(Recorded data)

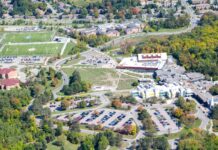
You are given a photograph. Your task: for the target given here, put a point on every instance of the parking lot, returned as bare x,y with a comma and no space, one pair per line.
165,123
22,60
113,119
98,59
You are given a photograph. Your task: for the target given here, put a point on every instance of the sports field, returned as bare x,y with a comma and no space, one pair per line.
24,37
32,49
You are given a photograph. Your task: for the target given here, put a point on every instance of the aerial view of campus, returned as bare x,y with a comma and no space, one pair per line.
108,74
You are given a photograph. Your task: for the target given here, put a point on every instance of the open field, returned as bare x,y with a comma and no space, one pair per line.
31,49
24,37
96,76
67,145
84,2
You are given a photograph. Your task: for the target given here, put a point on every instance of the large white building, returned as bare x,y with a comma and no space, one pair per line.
145,62
150,90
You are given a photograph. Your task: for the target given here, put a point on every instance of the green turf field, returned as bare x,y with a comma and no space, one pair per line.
24,37
32,49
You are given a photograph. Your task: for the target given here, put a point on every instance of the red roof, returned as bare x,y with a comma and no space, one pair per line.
6,70
9,82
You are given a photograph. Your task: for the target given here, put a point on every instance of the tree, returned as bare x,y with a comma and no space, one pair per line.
82,104
116,104
214,112
143,114
59,130
86,144
214,90
178,113
65,104
102,143
96,13
74,137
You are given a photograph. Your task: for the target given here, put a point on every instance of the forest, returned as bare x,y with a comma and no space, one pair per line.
196,51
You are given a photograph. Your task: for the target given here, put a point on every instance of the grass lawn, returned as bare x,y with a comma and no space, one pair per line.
96,76
196,124
25,37
68,48
171,30
32,49
67,145
125,82
74,61
114,148
215,125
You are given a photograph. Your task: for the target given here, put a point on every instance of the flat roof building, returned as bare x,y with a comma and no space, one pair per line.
144,62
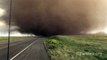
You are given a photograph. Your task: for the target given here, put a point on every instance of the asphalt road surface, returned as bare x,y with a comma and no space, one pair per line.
25,50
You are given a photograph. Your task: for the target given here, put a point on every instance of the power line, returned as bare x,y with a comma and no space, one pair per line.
9,27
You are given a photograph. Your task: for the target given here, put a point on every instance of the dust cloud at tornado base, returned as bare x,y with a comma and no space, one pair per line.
59,17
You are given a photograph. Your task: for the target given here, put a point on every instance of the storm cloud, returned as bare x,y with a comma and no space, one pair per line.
58,17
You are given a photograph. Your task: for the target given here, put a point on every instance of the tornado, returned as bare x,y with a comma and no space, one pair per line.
58,17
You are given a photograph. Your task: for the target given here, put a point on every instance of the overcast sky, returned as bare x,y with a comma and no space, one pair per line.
4,4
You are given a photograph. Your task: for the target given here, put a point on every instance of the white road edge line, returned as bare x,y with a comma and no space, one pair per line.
22,50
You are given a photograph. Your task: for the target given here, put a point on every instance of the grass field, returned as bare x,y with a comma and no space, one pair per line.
77,47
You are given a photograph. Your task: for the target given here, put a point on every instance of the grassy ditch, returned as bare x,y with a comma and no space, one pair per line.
77,47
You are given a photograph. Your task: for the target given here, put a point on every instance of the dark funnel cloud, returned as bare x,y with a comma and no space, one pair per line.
55,17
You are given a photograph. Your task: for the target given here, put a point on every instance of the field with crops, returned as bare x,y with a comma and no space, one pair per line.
77,47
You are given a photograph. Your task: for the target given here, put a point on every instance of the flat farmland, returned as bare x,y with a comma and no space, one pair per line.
77,47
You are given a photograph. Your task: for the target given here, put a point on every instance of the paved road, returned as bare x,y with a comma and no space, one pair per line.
26,50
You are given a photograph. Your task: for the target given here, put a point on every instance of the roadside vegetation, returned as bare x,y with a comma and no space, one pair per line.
77,47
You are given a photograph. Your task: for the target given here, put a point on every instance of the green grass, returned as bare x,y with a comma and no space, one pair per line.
77,47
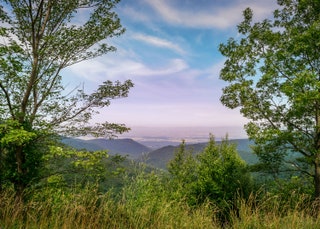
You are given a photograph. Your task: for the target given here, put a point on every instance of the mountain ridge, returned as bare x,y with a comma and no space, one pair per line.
159,157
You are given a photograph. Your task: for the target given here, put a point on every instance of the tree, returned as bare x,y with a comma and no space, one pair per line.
222,174
40,38
217,174
273,71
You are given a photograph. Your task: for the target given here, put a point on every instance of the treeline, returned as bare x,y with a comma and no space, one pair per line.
214,189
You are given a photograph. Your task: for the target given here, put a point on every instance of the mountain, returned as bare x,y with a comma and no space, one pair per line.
114,146
159,158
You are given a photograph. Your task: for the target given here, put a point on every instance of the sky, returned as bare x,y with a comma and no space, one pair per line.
170,52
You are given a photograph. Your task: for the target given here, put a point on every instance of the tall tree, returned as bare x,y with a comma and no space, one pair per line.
273,72
38,39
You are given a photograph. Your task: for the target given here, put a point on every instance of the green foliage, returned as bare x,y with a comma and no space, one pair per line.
273,75
217,174
43,38
222,174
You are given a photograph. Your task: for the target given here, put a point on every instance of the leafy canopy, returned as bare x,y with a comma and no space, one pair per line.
38,39
273,72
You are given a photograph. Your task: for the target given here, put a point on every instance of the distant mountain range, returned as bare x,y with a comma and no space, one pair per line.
125,147
158,158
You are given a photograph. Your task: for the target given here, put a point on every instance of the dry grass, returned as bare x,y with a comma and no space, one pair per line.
87,209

== PROBLEM ==
Every entry must be written out exactly, with all pictures left out.

== WRITTEN SOLUTION ==
You are given a photograph. Your task: for the target given here, put a point on every instance of the parking lot, returned as bare x,y with a comma and no space, one pair per line.
165,123
22,60
113,119
98,59
You are given a photograph. Your task: for the target given here, put a point on every instance of the sports field, returned as bare x,y with a comma and no space, one pair per line.
24,37
32,49
You are given a photograph. Your task: for the target given here, put a point on every instance of the aerial view of campus, returned as bare x,y with a comma and no space, one pair per line.
108,74
You are given a photograph. Your task: for the target given here, put a point on every instance of the open field, returned as bare x,y with a comma and no space, one pair per line.
31,49
24,37
96,76
67,145
84,2
You are given a photograph. Your task: for the target given here, put a point on every instance of the large white building, returned as bare x,y with a comma and no space, one pair per line.
145,62
150,90
You are given a photograph. Your task: for the target given here, put a point on every instance of the green turf field, returned as bare x,y with a comma and no space, one pair per line.
24,37
32,49
You are given a photograph. Your task: for the target given here, put a point on every instance of the red roof, returned as bare x,y with a comma and no space, one pair per line.
6,70
9,82
You are given a photograph. Your task: for the target given here, put a point on every instance of the tree, returned as bare x,y with a comma and no space, one pair per line.
82,104
116,104
214,112
143,114
59,130
86,144
214,90
178,113
65,104
102,143
96,13
74,137
You are given a photograph. Your task: for the target given here, put a point on every instance of the forest, returned as bare x,y with a comma and no space, one pair per line.
196,51
You are given a photograph. Your task: for the target given here, put a point on every instance of the grass lawn, returned as bare x,y with a comma and no space, one pair per line.
96,76
196,124
25,37
68,48
171,30
32,49
67,145
125,82
74,61
114,148
215,125
You are given a photograph. Your task: for the target given here, put a point on every instance of the flat roof building, returned as bare x,y with a comma and no space, one pair per line.
144,62
You are given a photograph. Your task: for the target given here, put a point on every instance of the asphalt road surface, returned as bare x,y with a comma and no space, one pair per line.
25,50
You are given a photograph. Your task: for the target given here, put a point on every instance of the power line, returned as bare x,y with a comma and no space, one pair per line.
9,27
You are given a photograph. Your task: for the target given here, put a point on every instance of the dust cloud at tornado base, returned as bare x,y with a comma and no space, one pair per line.
59,17
You are given a photograph. Your task: for the target given here, put a point on every instance of the storm cloud, returned as bare x,y with a comma and no space, one pair per line.
58,17
You are given a photograph. Your task: for the target given here, put a point on every instance of the tornado, returned as bare x,y with a comma and no space, one pair per line.
58,17
You are given a photograph. Your task: for the target given here, put a point on every instance of the overcast sky, returned as bare x,y with a comma and no space, one pair per line.
4,4
You are given a photograph. Your task: for the target given here, put a point on every instance of the white road edge line, returned as bare x,y with a comma and no space, one pair per line.
22,50
You are given a photograph. Your task: for the target given here, put a point on every instance of the grass field, returned as bare x,y with a comma and no space, one pair per line.
77,47
You are given a photograph. Your task: for the target given here, put a point on every instance of the grassy ditch, returned as bare x,y with a comma and no space, one pair per line.
77,47
You are given a photograph. Your task: for the target given here, put a point on every instance of the dark funnel cloud, returned as bare x,y with a comma and no space, one pair per line.
55,17
You are given a photograph. Your task: for the target given here, put a point on every instance of the field with crops, returned as bare x,y with a comma and no space, one pair per line.
77,47
You are given a photograph. Your task: for the target given here, put a point on every instance of the flat farmland, returned as bare x,y with a comma and no space, one pair per line.
77,47
You are given a photograph. Your task: for the target given here, put a point on every instance of the paved road, returned as bare x,y with a comma and no space, one pair per line.
26,50
You are given a photograph. Your task: for the target given here, put a point on every instance of the roadside vegetation, returned as bare x,y with a comma and no space, one pair per line.
77,47
You are given a photograph. Your task: for the target given here, put a point on every instance of the green grass, returned as bare x,y with a comma and no space, one pair per line.
77,47
You are given a photograph. Your task: for the target given here, put a point on every instance of the mountain ridge, returned as bare x,y with a comma and no space, one pair per line.
159,157
You are given a photograph. Your task: for the target given here, put a point on every instance of the tree, returned as bare x,y with a comma and no space, one pair per line.
222,174
40,38
217,174
273,71
You are given a photograph. Your task: for the target given here, put a point on every instance of the treeline, returned as bare x,y with a comma and no space, one pair per line.
214,189
You are given a photograph. Your task: for the target given here, put a point on every instance of the mountain, returned as bare x,y with a comma and no space, one pair per line.
114,146
159,158
You are given a photograph. Your task: for the target given here, put a point on every instance of the sky, returned as bare x,y with a comma and no space, one pair per line.
170,52
You are given a photograph. Your task: for the target given here, put a point on every instance of the tall tree, returned as bare x,y with a comma and no space, one pair per line.
273,72
38,39
You are given a photograph. Your task: for the target given here, put a point on every instance of the green foliage, returned as bare x,y with a comma and no space, one pair per line.
273,75
217,174
43,38
222,174
You are given a photograph. Your task: for the target given here, put a point on every instance of the leafy canopy, returned as bare x,y with a comma and no space, one pair per line.
38,39
273,72
You are given a photograph. Your task: for the target given here, put a point on every instance of the distant mountain range, returned as bare x,y with a comma and no space, one pair per line.
125,147
158,158
You are given a photograph. Your task: for the target given here, put a point on every instance of the dry grass, returned as bare x,y with a comma and no space, one pair per line.
87,209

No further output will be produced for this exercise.